◆ What you are asked to do
Please tally the lines in the records below that contain the word "arched", and reply with that number alone.

┌──

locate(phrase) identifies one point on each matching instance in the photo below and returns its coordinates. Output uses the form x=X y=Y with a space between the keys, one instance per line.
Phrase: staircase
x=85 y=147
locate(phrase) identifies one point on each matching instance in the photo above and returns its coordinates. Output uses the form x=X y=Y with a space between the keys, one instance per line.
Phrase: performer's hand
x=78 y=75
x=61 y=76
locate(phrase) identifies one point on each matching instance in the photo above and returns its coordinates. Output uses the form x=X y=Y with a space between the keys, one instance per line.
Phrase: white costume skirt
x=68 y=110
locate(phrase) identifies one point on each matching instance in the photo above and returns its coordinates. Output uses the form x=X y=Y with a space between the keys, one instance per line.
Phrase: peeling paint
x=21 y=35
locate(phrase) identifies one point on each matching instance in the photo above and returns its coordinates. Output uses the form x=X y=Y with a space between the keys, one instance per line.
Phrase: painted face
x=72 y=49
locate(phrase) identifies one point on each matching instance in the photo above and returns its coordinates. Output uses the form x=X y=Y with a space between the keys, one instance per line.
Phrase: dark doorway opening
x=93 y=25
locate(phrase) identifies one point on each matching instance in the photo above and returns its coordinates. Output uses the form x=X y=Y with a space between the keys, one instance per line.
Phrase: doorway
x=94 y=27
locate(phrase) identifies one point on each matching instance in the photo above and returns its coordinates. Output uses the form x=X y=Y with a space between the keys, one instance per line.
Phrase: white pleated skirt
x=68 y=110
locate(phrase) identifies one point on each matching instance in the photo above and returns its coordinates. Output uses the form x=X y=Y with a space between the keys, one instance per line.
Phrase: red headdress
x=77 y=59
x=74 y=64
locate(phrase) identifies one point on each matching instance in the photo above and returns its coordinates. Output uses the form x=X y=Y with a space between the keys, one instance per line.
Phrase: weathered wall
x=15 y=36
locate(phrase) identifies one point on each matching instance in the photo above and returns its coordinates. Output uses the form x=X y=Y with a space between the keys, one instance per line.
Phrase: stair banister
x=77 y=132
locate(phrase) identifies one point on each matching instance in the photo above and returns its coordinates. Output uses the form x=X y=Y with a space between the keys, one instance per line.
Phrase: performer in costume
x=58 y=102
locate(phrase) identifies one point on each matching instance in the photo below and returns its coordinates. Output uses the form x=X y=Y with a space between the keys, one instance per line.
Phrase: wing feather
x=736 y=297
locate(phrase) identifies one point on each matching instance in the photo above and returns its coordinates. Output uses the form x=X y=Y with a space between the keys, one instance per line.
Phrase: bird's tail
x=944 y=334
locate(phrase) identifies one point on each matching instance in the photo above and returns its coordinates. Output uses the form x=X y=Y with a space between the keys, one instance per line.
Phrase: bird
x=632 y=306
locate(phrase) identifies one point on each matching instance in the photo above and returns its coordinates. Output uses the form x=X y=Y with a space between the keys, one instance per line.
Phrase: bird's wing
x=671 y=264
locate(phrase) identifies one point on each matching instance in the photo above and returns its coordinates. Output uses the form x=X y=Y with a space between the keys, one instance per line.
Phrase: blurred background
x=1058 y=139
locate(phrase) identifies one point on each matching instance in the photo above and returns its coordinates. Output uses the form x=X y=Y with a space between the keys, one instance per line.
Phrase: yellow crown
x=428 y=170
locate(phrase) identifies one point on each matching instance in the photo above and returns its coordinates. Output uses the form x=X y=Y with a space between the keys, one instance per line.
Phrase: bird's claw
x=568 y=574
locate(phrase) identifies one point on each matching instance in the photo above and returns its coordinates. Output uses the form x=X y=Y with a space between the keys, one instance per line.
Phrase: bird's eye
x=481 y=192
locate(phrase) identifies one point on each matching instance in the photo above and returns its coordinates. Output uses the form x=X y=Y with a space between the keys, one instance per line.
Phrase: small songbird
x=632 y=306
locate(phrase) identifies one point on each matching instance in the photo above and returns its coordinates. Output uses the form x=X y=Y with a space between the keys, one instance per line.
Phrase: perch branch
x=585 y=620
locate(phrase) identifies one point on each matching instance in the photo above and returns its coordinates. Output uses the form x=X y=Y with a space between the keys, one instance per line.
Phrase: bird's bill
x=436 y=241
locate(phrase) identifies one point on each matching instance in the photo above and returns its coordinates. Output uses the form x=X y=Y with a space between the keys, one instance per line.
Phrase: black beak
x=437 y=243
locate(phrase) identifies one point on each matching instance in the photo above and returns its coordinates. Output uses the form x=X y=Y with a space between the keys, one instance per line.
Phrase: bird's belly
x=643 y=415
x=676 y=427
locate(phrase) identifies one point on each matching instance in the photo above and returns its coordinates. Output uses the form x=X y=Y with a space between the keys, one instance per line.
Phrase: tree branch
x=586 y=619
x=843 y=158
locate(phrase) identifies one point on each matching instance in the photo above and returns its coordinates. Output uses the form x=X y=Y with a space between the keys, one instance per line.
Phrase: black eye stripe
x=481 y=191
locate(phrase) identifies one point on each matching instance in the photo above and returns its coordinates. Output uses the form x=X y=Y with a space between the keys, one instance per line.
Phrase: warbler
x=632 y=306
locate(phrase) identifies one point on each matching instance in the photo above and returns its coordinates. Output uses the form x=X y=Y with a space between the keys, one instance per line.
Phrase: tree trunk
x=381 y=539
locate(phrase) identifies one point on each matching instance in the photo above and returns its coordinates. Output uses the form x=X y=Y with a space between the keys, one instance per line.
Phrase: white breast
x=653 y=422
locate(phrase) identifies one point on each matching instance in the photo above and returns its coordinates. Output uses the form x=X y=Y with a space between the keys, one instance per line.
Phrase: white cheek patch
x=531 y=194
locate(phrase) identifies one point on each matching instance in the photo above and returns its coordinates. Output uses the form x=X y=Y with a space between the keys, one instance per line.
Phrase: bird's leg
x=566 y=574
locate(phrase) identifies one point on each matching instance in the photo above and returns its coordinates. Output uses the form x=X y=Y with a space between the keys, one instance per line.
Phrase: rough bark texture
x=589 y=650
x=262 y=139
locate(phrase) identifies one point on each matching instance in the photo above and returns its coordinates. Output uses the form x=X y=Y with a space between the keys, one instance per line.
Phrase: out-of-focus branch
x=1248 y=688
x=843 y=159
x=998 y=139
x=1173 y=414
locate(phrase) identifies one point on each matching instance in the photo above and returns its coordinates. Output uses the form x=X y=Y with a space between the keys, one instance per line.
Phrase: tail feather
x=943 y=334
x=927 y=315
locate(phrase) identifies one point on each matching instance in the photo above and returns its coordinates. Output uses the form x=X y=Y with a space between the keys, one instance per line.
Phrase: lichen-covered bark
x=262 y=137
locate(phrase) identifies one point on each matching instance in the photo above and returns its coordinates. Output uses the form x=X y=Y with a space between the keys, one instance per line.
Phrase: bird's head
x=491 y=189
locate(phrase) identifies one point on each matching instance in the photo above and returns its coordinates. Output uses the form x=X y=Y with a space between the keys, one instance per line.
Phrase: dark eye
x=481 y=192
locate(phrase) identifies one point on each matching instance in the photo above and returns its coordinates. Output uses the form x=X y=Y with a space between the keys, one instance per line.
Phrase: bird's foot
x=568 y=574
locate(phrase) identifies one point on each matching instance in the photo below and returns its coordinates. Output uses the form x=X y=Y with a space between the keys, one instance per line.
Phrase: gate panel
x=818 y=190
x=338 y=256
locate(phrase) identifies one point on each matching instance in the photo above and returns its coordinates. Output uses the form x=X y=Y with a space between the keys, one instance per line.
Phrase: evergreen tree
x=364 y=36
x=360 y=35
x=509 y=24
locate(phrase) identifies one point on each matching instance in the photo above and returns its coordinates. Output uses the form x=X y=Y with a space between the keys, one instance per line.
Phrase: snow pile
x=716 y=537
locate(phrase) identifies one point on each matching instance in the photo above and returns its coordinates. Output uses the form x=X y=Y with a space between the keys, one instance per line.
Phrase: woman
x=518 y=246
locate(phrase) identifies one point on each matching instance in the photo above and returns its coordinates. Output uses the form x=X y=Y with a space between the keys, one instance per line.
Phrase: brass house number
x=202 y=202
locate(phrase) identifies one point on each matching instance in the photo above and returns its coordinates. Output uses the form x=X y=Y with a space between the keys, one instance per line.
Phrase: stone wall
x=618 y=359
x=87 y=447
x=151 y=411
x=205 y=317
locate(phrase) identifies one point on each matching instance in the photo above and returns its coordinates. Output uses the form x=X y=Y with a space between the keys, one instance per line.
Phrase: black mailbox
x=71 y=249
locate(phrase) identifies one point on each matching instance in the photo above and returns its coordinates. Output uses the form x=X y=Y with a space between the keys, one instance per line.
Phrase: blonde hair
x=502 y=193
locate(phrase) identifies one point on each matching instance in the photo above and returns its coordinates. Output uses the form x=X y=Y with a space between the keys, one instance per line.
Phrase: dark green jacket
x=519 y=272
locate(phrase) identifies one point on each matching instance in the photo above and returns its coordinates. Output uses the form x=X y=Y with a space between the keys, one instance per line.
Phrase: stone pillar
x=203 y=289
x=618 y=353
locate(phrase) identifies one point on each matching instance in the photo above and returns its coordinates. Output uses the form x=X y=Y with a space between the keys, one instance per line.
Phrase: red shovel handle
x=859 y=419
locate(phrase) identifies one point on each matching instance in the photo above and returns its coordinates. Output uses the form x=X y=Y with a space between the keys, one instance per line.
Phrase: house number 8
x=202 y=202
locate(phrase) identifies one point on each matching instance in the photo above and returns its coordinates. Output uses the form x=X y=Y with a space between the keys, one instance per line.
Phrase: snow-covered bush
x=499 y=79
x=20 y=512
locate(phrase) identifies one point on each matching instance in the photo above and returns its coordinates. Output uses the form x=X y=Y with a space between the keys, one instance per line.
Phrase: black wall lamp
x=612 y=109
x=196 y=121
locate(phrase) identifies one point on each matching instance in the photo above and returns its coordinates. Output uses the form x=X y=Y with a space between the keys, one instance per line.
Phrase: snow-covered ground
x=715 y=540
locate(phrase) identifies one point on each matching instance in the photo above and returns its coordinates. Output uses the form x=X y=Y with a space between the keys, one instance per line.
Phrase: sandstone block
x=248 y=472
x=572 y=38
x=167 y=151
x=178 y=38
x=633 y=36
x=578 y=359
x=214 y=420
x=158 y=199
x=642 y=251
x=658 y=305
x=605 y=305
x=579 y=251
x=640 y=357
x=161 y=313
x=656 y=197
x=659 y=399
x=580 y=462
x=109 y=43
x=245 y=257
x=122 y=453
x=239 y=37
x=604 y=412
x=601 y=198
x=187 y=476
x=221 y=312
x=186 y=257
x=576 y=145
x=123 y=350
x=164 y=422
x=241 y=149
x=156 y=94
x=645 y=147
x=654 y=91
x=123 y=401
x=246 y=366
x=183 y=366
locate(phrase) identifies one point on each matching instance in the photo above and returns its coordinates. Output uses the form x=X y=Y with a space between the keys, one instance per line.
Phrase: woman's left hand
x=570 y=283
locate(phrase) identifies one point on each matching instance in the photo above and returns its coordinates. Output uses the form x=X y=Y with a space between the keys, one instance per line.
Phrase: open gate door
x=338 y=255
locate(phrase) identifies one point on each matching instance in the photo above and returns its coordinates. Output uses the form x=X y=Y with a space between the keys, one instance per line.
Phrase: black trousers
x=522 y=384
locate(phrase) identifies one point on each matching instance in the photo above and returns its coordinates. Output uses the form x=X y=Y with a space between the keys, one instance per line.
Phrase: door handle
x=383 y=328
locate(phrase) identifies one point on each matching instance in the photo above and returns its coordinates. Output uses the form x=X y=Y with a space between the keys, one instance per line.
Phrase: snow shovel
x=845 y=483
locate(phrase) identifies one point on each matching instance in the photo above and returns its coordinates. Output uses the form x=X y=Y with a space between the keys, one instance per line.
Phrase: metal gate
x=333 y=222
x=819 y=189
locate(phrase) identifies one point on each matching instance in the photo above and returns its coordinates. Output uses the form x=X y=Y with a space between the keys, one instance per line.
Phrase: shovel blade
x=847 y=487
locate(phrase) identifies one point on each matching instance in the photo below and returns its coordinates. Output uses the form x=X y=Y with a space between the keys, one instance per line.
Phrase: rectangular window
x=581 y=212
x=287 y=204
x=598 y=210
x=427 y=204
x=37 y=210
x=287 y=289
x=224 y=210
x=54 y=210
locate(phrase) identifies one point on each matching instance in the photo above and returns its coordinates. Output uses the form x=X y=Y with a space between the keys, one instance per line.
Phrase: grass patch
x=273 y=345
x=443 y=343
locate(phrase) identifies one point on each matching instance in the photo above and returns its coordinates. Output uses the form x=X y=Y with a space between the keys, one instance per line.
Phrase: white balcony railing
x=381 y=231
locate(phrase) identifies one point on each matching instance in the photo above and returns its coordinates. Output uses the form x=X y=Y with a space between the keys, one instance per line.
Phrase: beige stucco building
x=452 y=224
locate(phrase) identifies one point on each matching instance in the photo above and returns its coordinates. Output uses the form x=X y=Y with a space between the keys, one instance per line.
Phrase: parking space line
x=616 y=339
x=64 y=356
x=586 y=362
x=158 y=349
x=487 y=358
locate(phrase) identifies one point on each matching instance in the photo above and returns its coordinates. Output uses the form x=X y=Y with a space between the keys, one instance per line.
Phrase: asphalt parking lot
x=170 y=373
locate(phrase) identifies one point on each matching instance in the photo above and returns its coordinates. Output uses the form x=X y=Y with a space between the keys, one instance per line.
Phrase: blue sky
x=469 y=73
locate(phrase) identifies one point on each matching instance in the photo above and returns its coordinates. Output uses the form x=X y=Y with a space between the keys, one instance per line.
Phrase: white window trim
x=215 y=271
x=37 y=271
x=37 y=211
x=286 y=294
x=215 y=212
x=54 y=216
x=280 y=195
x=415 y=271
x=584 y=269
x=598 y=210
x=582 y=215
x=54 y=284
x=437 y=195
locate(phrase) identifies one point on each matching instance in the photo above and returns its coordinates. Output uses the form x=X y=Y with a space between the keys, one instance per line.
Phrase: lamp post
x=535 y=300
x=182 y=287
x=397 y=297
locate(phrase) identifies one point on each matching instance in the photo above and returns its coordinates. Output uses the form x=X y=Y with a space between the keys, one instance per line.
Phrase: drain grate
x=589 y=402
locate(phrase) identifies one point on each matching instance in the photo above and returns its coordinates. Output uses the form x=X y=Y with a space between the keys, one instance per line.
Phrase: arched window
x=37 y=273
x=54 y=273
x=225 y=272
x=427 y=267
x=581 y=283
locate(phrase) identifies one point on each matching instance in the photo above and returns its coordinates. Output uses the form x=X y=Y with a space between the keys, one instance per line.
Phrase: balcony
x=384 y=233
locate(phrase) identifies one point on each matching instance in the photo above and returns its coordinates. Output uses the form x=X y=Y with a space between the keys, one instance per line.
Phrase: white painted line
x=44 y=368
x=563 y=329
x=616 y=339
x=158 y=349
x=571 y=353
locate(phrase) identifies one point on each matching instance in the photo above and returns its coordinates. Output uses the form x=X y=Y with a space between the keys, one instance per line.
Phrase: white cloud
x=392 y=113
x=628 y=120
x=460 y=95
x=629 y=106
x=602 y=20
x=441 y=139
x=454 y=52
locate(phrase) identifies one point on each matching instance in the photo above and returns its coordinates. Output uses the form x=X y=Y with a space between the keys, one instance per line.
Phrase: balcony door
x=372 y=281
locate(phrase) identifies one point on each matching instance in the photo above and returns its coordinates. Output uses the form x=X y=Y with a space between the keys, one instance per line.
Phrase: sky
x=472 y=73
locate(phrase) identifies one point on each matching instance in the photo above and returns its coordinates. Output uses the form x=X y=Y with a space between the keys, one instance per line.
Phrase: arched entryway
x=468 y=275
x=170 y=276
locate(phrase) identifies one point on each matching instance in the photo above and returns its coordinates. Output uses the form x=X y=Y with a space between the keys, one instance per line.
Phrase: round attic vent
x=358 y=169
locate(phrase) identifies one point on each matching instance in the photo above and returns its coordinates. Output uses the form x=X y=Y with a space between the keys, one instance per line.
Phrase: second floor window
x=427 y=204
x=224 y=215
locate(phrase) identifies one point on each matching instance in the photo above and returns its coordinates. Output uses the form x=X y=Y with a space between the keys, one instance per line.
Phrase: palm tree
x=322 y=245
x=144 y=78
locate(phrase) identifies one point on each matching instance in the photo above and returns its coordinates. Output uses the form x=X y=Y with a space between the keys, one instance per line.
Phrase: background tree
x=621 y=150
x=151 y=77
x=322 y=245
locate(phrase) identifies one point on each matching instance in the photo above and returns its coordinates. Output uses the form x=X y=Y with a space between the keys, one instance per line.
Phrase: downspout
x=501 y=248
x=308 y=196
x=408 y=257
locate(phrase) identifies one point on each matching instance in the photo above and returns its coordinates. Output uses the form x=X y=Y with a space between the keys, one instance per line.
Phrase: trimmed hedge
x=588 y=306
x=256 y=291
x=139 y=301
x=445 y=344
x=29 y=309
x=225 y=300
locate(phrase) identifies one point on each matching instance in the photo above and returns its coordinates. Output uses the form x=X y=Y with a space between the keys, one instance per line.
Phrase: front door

└──

◆ In response
2